**PROBLEM:**
Set down the entries once more, exactly as given.

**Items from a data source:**
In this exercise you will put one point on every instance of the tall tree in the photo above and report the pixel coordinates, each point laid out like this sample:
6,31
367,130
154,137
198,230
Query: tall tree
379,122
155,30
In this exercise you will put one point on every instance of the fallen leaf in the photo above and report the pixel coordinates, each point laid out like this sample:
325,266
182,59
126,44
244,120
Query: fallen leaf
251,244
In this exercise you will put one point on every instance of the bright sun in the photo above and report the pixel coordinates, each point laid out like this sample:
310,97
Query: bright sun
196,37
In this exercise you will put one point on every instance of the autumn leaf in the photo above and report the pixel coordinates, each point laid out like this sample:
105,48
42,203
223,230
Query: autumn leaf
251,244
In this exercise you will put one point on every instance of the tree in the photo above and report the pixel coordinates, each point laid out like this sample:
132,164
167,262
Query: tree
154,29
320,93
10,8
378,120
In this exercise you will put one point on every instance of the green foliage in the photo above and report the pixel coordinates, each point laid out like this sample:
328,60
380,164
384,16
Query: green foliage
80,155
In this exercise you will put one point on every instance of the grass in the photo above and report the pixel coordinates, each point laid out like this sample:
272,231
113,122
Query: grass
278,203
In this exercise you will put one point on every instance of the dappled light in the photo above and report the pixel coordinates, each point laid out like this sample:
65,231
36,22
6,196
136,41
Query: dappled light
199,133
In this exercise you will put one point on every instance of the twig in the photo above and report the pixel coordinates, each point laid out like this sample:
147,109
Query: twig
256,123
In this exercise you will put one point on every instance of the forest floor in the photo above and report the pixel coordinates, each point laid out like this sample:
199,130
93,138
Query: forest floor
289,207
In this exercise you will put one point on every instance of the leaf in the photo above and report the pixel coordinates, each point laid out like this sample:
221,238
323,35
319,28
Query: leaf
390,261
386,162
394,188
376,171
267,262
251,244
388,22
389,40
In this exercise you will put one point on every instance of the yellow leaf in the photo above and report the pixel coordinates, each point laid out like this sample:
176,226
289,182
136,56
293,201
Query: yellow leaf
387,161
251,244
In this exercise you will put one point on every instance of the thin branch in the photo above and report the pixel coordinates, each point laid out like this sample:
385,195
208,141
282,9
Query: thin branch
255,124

**ANSWER:**
In this exercise you will put one point on every instance of the tall tree in the photo above and report the pixel coordinates, each point laid out like this sample:
6,31
367,130
154,137
198,230
Query: tall tree
379,122
155,30
In this exercise you will put one point on every instance of the fallen leaf in the photo above and report the pixel coordinates, each point laid out like this sample:
325,266
182,59
126,44
244,120
Query: fallen leaf
251,244
In this exercise you will put one point on every instance of the bright sun in the photo above and report the pixel coordinates, each point laid out like this sample:
310,97
Query: bright sun
196,37
In this exercise you will put one point on every instance of the autumn leaf in the photo above and report the pixel coordinates, each point laid out like this sample:
105,48
42,203
223,230
Query: autumn leaf
251,244
In this exercise you will put one point on every instance of the tree in the photo above and report the pixel coordinates, each point laid out like this sample:
132,164
167,262
Query: tree
154,29
320,93
10,8
378,120
In this exercise you will put one point on every instance of the green foliage in the photo above and report the pixel coordinates, each point laid out like this sample:
328,60
380,164
384,16
Query: green foliage
80,155
In this exercise you will put one point on every instance of the grass in the photo above and report the pixel coordinates, each point laid out like this sample:
272,231
113,122
Query: grass
278,203
In this exercise you will put one point on every instance of the dappled light in the photo above and report the pixel coordinates, each point laid out like this sample:
65,231
36,22
6,196
136,41
Query: dappled light
199,133
In this exercise you will put one point on every instance of the twig in the photo above and report the pixel coordinates, each point laid out like this sample:
147,109
Query: twig
256,123
In this exercise you will put one point on every instance of the forest floor in the photo above and report the pixel coordinates, each point laid out like this sample:
199,130
93,138
Query: forest floor
289,207
In this exercise you will put one point on every instance of the leaf in the photo above and report the pixel coordinates, each point laid out like this sample:
221,238
323,35
319,28
Query: leaf
390,261
386,162
394,188
376,171
267,262
251,244
388,22
389,40
In this exercise you will put one point on every instance of the yellow leaf in the photo above and report the pixel coordinates, each point laid out like this sample:
176,226
289,182
136,56
293,201
Query: yellow leaf
387,161
251,244
In this exercise you will put one point on every instance of the thin branch in the photo above and report the pixel coordinates, each point laid out like this sample:
385,195
208,141
282,9
Query: thin branch
255,124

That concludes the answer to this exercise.